## PAGE TEXT
********************
How to Create an Ideal Client Buyer Persona in 4 Steps: Your Key to Unlocking the Power of Developing Good Ideal Client Buyer Personas

Buyer personas – also known as buyer profiles or marketing personas – can provide key insights about your ideal client(s). While a well-developed buyer persona can help you dial into the phrasing, topics and tone that are most compelling to your ideal client, it can also be pivotal to:

• Effectively targeting different segments of your ideal client base
• Delivering the right message to a specific ideal client at the right time – and in the right forum (whether that be via email, social media posts, blog posts, etc.)
• Connecting with more ideal clients online and making your brand  as memorable as possible to them
• Seeing more of your prospects turn into new ideal clients.

Whether you’re developing buyer personas for the first time – or it’s time to refresh your personas, this useful guide can help. It uncovers and clearly explains the essential steps to take in order to create an ideal client buyer persona – and how to use this information to generate better campaigns (and more profits) for your business.

The Case for Developing Ideal Client Personas

Before we break down the steps to creating ideal client personas, first, we want to back up the case for precisely why ideal client buyer personas are so important – and just how they can help you gain more attention, authority and leads for your business online.

• Essentially, buyer personas can personalize the ideal client, enhancing your (and your team’s) ability to:
• Identify with the ideal client and better understand his or her needs, challenges, interests, habits, and goals
• Locate the ideal client online and make sure your message is getting out in front of them

Use the right language and platforms to deliver your message so it has the best chances of standing out from the noise online and being memorable.
********************
## ENTRIES SUPPLIED
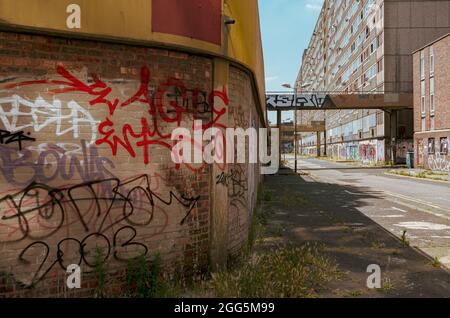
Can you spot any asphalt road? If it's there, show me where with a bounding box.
[286,156,450,268]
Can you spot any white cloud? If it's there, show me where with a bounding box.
[305,0,323,11]
[266,76,278,82]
********************
## ACTIONS TO TAKE
**1.** Answer from the buyer persona guide:
(a) What two other names for buyer personas does it give?
(b) Which forums does it list as examples for delivering a message?
(c) What three things does it say ideal client buyer personas can help you gain online?
**2.** Carry the buyer persona guide on from its last sentence.
None of the lines is needed for this work.

## RESULTS OF THE TASKS
**1.**
(a) Buyer profiles and marketing personas.
(b) Email, social media posts and blog posts.
(c) Attention, authority and leads.

**2.**
In other words, the right buyer personas can help you and your team jump inside the minds of your ideal clients. And that can be key to shaping your content, social media posts and other digital marketing efforts so they are as effective as possible at engaging your ideal clients and getting them to respond to your call(s)-to-action.

4 Steps to Developing Ideal Client Personas

Step 1: Start by Gathering Data

The initial step to building a buyer persona for your ideal client is the data-gathering process. This can happen in any number of ways, with some of the most efficient routes being to:

• Conduct surveys on current and prospective clients – Ask your current and prospective clients to take a survey and answer some basic demographic questions about themselves, as well as questions about their online habits (more on this below). It’s usually a good idea to provide an “anonymous” option (so people’s names are not associated with their answers); offer an upfront promise to not sell or share responses; and offer some raffle or gift for participating in order to get better results (and more helpful, thoughtful responses).

• Analyze the data for your current leads – Check out the demographics data for your current leads and try to find any prevailing trends. You may even want to take this a step further by adding some specific demographic questions to your lead intake form (so that you have more data to evaluate lead base and ideal client).

• Talk to your sales team – Ask your sales staff about the trends they have noticed when it comes to prospects and current clients. Their feedback can reveal some interesting new insights, especially when it comes to psychographics, as well as the concerns and the online habits, of your prospective and current clients.

• Use some tools to conduct market research – There are various tools (many of which are available for free!) that you can use to conduct market research about your ideal client and start gathering more specific details about them (like gender, age range, occupation, online shopping habits, social media habits, etc.). While we shared a number of useful research tools in one of our latest Weekly Authorities (available here), some of our top choices included:

Social Mention, which monitors mentions of your brand in more than 100 social media platforms
Google’s Marketer’s Almanac, which provides insights regarding consumer trends around key moments (like holidays or sporting events) throughout the year.




Step 2: Ask the Right Questions to Get Useful Answers

Here are the top 25 questions to ask (or use tools to find the answers for) when creating buyer personas for your ideal clients. We’ve broken these down into 3 primary categories: personal questions, job-related questions, and online use-related questions.

Personal Questions

1. What is your age and gender?
2. What language(s) do you speak? (Follow up: If you speak more than one language, what is the primary language spoken in your home?)
3. What is your marital status?
4. Where do you live?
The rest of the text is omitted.